*What to produce*.
Could you reproduce every one of the items that follow, word for word and in the same order?

*Provided records*.
· · · · · · ·
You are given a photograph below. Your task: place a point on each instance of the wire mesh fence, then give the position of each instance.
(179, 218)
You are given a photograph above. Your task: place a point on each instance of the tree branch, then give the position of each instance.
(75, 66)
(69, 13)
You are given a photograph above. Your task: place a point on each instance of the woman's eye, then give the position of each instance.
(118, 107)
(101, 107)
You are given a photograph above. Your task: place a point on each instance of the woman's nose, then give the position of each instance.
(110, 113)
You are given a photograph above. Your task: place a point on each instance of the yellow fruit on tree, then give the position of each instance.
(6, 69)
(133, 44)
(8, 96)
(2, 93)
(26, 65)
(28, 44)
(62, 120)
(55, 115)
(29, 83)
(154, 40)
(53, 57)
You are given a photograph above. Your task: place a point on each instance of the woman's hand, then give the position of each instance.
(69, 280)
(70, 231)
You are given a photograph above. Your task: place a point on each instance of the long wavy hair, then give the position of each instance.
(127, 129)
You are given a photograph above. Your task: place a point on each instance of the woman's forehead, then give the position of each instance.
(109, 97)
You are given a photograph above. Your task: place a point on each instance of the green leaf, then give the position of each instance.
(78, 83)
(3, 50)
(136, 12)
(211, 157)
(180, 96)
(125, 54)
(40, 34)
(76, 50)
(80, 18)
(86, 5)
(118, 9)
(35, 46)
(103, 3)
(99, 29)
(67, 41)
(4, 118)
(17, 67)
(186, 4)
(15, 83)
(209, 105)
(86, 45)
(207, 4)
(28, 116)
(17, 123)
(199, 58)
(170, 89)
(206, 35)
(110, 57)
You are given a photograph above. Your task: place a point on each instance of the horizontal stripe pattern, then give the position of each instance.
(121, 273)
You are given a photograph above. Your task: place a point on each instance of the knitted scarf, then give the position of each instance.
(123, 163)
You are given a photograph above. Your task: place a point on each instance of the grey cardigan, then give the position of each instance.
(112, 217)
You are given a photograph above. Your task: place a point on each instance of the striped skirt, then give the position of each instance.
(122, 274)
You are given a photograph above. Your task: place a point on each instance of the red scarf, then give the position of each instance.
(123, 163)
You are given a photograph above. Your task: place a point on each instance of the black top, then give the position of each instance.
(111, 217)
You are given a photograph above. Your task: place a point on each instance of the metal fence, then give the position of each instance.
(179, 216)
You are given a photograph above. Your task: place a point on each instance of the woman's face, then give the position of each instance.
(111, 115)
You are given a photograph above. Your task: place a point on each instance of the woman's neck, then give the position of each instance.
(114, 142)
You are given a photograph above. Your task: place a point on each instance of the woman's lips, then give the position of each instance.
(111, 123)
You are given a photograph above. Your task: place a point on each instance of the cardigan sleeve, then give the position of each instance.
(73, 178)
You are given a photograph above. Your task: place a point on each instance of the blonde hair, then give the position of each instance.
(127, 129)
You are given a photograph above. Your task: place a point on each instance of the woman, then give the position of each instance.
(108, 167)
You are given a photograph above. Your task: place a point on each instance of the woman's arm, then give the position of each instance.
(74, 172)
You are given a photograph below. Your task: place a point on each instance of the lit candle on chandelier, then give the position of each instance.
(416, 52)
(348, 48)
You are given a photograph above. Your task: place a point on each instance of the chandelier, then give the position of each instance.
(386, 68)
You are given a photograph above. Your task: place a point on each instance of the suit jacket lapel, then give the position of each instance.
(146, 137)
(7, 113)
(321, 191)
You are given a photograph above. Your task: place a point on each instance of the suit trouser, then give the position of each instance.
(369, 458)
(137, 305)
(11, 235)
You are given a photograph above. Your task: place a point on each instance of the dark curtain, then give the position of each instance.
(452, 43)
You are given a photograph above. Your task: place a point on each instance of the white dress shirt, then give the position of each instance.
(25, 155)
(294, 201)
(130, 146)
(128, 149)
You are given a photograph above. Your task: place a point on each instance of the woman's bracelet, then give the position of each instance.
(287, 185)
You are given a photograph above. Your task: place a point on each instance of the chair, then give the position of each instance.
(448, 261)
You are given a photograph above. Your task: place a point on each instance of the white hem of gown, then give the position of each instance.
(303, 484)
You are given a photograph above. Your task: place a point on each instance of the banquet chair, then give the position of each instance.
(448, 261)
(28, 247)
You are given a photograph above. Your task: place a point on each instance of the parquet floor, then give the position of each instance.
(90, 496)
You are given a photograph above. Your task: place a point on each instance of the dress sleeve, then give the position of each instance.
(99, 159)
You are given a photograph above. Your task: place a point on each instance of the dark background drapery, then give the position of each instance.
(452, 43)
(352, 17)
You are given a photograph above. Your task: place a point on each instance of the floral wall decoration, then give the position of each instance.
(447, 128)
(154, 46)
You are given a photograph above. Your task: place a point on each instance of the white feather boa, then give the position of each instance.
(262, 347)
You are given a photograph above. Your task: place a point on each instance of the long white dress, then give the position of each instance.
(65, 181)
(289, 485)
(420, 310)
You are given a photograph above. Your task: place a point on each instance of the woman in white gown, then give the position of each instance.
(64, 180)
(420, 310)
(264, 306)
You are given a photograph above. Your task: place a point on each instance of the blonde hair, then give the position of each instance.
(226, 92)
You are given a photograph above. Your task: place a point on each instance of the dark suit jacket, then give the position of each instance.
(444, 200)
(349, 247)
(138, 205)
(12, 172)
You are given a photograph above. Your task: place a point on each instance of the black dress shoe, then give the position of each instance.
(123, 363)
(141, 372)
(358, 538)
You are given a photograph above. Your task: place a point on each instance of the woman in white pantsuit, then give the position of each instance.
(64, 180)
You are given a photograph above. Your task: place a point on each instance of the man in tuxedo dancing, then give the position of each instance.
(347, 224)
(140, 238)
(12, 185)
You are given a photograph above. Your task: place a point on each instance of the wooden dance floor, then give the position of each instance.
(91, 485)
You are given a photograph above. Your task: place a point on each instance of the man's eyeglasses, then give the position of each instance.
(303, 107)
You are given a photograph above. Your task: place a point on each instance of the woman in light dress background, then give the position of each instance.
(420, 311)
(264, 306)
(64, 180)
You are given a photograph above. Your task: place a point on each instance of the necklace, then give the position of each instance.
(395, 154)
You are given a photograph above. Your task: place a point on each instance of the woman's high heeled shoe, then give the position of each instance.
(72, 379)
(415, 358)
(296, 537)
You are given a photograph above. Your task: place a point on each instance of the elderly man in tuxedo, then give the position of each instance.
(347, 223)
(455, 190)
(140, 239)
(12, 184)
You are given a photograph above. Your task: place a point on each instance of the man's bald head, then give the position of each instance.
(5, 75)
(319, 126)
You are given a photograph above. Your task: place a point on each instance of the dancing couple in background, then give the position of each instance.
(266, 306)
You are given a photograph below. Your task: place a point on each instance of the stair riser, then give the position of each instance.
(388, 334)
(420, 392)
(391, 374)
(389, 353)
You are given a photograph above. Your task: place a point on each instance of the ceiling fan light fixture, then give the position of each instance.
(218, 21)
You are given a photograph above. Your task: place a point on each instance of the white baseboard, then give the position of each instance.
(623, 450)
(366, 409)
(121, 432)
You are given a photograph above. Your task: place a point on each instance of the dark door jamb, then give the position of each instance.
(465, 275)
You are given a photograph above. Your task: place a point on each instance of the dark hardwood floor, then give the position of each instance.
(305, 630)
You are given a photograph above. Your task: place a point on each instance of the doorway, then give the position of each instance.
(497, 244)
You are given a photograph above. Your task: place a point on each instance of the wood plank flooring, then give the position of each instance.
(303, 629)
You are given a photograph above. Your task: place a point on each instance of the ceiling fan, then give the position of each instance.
· · · · · · ·
*Solution for this exercise*.
You are given a photograph below. Your task: place a point on each instance of the wire mesh fence, then give the position of each instance.
(179, 218)
You are given a photograph above. Your task: place a point on each instance of the tree branch, then give the position of each instance.
(75, 66)
(69, 13)
You are given a photograph above. Your task: place a point on each instance of the woman's eye, then give the position of each instance.
(118, 107)
(101, 107)
You are given a photograph above. Your task: place a point on each instance of the woman's nose, then give the position of each instance.
(110, 113)
You are given a photograph above. Your task: place a point on each instance of the yellow fruit on tree, then give the position of each instance.
(6, 69)
(133, 44)
(8, 96)
(2, 93)
(26, 65)
(28, 44)
(62, 120)
(55, 115)
(29, 83)
(154, 40)
(53, 57)
You are given a photograph above. Your task: place a point on each instance of the woman's hand, then give the position of each instance.
(69, 280)
(70, 231)
You are given a photograph above. Your task: place a point on each instance of the long wavy hair, then give the position of each instance.
(127, 129)
You are given a photograph above. Your task: place a point on each instance of the woman's forehead, then give the position of each instance.
(109, 97)
You are given a photograph above. Your task: place a point on each instance of the green leaf, then give the position of each instance.
(78, 83)
(3, 50)
(136, 12)
(211, 157)
(180, 96)
(125, 54)
(40, 34)
(76, 50)
(80, 18)
(86, 5)
(118, 9)
(35, 46)
(103, 3)
(99, 29)
(67, 41)
(4, 118)
(17, 67)
(186, 4)
(15, 83)
(209, 105)
(86, 45)
(207, 4)
(28, 116)
(17, 123)
(199, 58)
(170, 89)
(206, 35)
(110, 57)
You are given a photograph above. Your task: place a point on each instance of the horizontal stripe pattern, then give the position of each instance.
(121, 273)
You are given a photograph above. Your task: place a point on each instance of the knitted scarf, then give the position of each instance.
(123, 163)
You are given a photograph above. Your task: place a point on each instance of the grey cardigan, then give the position of each instance.
(112, 217)
You are given a photograph above. Your task: place a point on each instance of the striped skirt, then give the position of each instance.
(122, 274)
You are given a photograph above. Your task: place a point on each instance of the red scarf, then give the position of each instance.
(123, 163)
You are given a photograph above. Your task: place a point on each instance of the black top, then give the position of each instance.
(111, 217)
You are given a photograph above. Your task: place a point on each instance of the metal fence, then give the position of each instance.
(179, 216)
You are given a photograph above. Your task: place a point on each instance of the woman's face, then give the position of each instance.
(111, 115)
You are given a photograph above. Your task: place a point on each instance of the woman's neck, then give the position of each instance.
(114, 142)
You are given a photograph above. Your task: place a point on each instance of the woman's lips, then give the position of each instance.
(111, 123)
You are given a photograph above. Your task: place a point on each instance of the cardigan sleeve, then give the position of each instance.
(73, 178)
You are given a photograph above. Your task: place a point on each instance of the blonde hair, then give the position of each instance.
(127, 129)
You are given a photograph above. Your task: place a point on each instance of the woman, then give the position of each instance.
(108, 167)
You are given a photograph above. Your task: place a point on each instance of the woman's arm, then give the position of each instance.
(74, 172)
You are given a photograph below. Your task: place a point on each instance of the lit candle on chandelier, then give the position of each instance.
(416, 52)
(348, 48)
You are given a photograph above. Your task: place a point on each instance of the chandelier, then give the position of each instance.
(386, 68)
You are given a photograph above. Your task: place a point on each instance of the suit jacket lapel, then give the position of each instance.
(146, 137)
(7, 113)
(321, 191)
You are given a photograph above. Your task: place a point on each instance of the suit trouser, then give the position of each instance.
(369, 458)
(137, 305)
(11, 235)
You are given a photograph above. Your task: place a point on each instance of the dark curtain, then give the position of each instance.
(452, 43)
You are given a photograph above. Your task: place a point on each instance of the white dress shirt, then give the position of each instance.
(25, 155)
(294, 201)
(130, 146)
(128, 149)
You are given a photograph above. Your task: place a point on each instance of the woman's bracelet, then give the position of each instance.
(287, 185)
You are given a photograph above. Your task: place a point on each instance of the chair, then give the position of each instance.
(448, 261)
You are given a photograph above. Your task: place a point on each instance of the white hem of gown, then give the position of each instance.
(303, 484)
You are given a photograph above. Your task: place a point on each instance of the banquet chair, then give the position of each instance.
(448, 261)
(28, 247)
You are given a photograph above. Your task: place a point on each instance of the parquet floor, then give the position of each instance.
(90, 496)
You are given a photograph above. Your task: place a point on each instance of the dress sleeve, then give the position of each instance.
(99, 159)
You are given a photograph above. Your task: place a point on each instance of the dark background drapery, then give the position of each instance.
(452, 43)
(352, 17)
You are given a photograph above. Your task: place a point on each instance of the floral wall decoration, then give the position of each instance.
(447, 128)
(154, 46)
You are given a photograph above. Your task: place a point on each instance of the white feather boa, then give the position of each instance.
(262, 347)
You are given a photograph above. Your task: place a point on each instance of the long white dress, then give the position of each instance.
(65, 181)
(289, 485)
(420, 310)
You are given a photograph above. Your task: place a point on each instance of the woman in white gown, then give the position of each instance.
(64, 180)
(420, 310)
(264, 306)
You are given a photograph above. Your task: place a point on each instance of the blonde hair, then give the position of each instance.
(226, 92)
You are given a photograph above. Your task: place a point on each instance of the dark suit jacket, then give the position of each instance.
(444, 200)
(349, 247)
(138, 205)
(12, 172)
You are given a photograph above. Your task: place a point on each instance of the black dress shoe, then give the position of each instance.
(123, 363)
(141, 372)
(358, 538)
You are given a photograph above. Your task: place a point on each instance of the woman in white pantsuit, then give the position of each instance.
(64, 180)
You are given a photograph above. Your task: place a point on each instance of the man in tuxedo dancing, then give the position of each instance.
(347, 224)
(140, 238)
(12, 185)
You are given a photograph above. Your task: place a point on each instance of the wooden dance floor, then give the position of each instance.
(91, 485)
You are given a photograph above. Your task: place a point on each instance of the man's eyeglasses, then give the position of each instance.
(303, 107)
You are given a photograph above. Your task: place a point on each instance of the woman in light dress background, then give the position of each instance.
(420, 311)
(264, 306)
(64, 180)
You are given a photograph above. Your task: place a point on each instance of the necklace, then give the position of each instance.
(395, 154)
You are given a photograph above. Your task: place a point on each instance of the woman's high heeled shoe, then give the position of each instance.
(72, 379)
(415, 358)
(296, 537)
You are given a photograph above. Your task: place a point on each instance of the elderly man in tuxedo, then give the position of each instance.
(347, 223)
(455, 190)
(140, 239)
(12, 184)
You are given a photograph above. Your task: place a point on each instance of the man's bald head, then give the position of each instance.
(5, 75)
(319, 126)
You are given a photograph above. Your task: place a point on each instance of the dancing couple in background, then give the position of each instance.
(266, 306)
You are given a photograph below. Your task: place a point on each instance of the stair riser, then give the position of each instance.
(388, 334)
(420, 392)
(391, 374)
(389, 353)
You are given a photograph above. Your task: place a point on each instance of the ceiling fan light fixture, then give the position of each instance.
(218, 21)
You are given a photograph above. Your task: place a point on each instance of the white baseboard, then give the position of each instance.
(623, 450)
(366, 409)
(121, 432)
You are given a photograph above. Your task: place a point on each instance of the dark door jamb, then give the position of each instance.
(465, 275)
You are given a photograph above. Your task: place a point on each instance of the dark hardwood floor, then give the position of each instance.
(305, 630)
You are given a photograph above. Your task: place a point on each instance of the doorway, then give the position of each instance.
(497, 244)
You are given a photograph above. Your task: place a point on each instance of the wood plank flooring, then give the position of each instance.
(303, 629)
You are given a photograph above. Your task: place a point on each instance of the ceiling fan, then give the position of each instance.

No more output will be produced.